Work to do
Copy every line of the material from the line containing "Tag the green leaf" through the end of the material, and shift each x and y coordinate in the answers by -71.

┌─ Data

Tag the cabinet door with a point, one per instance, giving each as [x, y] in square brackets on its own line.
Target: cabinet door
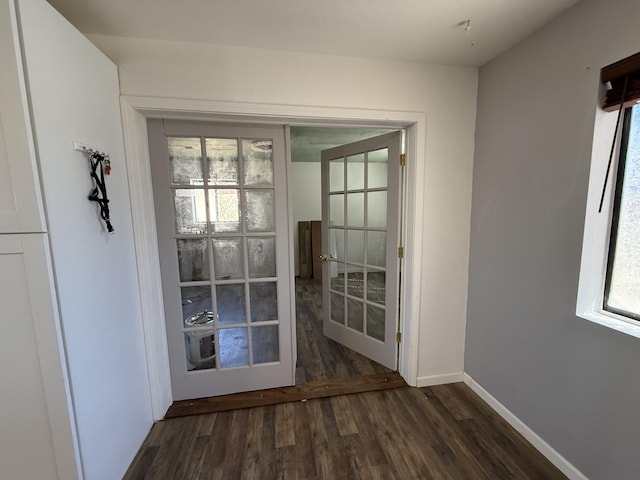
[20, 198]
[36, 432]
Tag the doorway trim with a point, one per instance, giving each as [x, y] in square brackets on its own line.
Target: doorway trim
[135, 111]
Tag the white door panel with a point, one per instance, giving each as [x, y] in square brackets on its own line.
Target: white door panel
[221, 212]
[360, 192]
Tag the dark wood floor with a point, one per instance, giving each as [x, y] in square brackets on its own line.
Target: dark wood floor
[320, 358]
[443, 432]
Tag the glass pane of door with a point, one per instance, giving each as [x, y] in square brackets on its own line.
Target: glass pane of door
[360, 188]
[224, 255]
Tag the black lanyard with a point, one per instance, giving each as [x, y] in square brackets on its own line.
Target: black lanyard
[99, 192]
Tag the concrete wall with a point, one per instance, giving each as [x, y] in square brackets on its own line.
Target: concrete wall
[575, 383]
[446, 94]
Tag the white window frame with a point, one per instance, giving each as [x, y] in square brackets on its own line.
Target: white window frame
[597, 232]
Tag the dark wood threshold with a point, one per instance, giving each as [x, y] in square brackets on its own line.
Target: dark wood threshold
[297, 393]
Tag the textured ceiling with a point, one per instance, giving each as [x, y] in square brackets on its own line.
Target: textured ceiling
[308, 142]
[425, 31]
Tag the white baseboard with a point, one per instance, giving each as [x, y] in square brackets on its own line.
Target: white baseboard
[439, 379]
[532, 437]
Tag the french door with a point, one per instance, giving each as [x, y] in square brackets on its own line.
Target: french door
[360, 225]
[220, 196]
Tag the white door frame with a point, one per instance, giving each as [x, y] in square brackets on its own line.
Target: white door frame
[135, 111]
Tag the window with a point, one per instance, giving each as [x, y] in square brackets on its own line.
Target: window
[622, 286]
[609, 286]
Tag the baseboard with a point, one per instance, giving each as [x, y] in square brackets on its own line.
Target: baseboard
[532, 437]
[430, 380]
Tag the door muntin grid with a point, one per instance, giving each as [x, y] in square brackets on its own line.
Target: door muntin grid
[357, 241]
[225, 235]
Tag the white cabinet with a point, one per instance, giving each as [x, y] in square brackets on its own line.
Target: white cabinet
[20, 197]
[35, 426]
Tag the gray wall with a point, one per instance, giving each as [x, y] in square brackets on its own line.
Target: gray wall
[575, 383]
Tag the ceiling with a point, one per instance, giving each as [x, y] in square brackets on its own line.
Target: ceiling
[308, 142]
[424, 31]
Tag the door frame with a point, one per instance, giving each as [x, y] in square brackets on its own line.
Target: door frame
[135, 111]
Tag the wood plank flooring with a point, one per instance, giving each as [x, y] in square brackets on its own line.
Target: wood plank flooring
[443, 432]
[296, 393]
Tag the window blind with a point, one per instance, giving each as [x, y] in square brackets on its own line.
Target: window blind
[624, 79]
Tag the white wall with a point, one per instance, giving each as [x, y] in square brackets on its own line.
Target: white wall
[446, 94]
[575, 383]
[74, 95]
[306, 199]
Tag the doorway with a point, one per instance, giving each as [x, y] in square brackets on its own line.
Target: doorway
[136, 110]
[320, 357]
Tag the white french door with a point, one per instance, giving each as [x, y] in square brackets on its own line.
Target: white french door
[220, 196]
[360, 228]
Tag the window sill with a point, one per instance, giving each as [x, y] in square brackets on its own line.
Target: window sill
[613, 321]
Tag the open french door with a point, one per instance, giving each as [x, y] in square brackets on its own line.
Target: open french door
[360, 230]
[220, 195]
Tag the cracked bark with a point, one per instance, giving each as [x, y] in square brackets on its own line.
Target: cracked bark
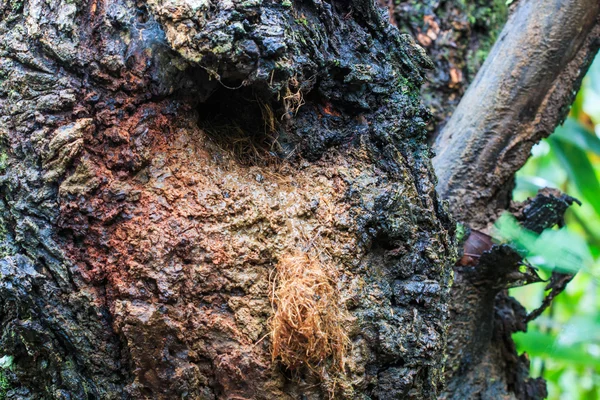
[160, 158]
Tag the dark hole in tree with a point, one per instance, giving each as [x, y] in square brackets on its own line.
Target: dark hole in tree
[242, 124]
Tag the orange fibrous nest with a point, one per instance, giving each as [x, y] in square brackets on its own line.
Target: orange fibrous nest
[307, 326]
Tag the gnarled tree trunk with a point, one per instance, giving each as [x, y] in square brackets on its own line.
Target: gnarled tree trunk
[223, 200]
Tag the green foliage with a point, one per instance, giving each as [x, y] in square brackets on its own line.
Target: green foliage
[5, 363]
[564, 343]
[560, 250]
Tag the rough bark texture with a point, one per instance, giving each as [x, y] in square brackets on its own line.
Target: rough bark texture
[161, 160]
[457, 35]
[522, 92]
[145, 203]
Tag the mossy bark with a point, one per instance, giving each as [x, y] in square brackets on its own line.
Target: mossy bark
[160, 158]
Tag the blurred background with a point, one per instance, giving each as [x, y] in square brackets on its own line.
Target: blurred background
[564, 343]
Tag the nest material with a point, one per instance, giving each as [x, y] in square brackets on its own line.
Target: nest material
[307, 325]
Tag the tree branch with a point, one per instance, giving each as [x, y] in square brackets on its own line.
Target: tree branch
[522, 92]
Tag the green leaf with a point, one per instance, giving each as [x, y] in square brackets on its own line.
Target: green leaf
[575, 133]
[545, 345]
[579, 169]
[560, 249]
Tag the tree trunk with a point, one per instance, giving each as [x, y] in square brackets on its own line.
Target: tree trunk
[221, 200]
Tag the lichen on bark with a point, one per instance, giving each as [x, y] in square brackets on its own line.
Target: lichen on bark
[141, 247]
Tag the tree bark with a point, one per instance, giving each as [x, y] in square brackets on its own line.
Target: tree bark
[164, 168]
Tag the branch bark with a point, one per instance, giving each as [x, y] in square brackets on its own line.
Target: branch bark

└─

Solution for this task
Tag the green leaf with a point, one per instance, giving each as [x, y] in square brackets on its own line.
Target: green leaf
[504, 62]
[474, 274]
[508, 98]
[489, 178]
Tag the tree trunk with a point, one per instance, giving each as [x, y] in square brackets on its own line.
Target: tree trunk
[150, 129]
Tag the lichen on bark with a point, one per instance, giving each as [x, y] in square brackets on its own line.
Target: lichen on bark
[70, 176]
Tag the tree bark with a point, one per instance, giving each as [x, y] in square brackets on its own line.
Target: tree bark
[93, 97]
Tag the branch bark with a point, one per instance, giving each as [x, y] in square brackets on its own line.
Target: branch bark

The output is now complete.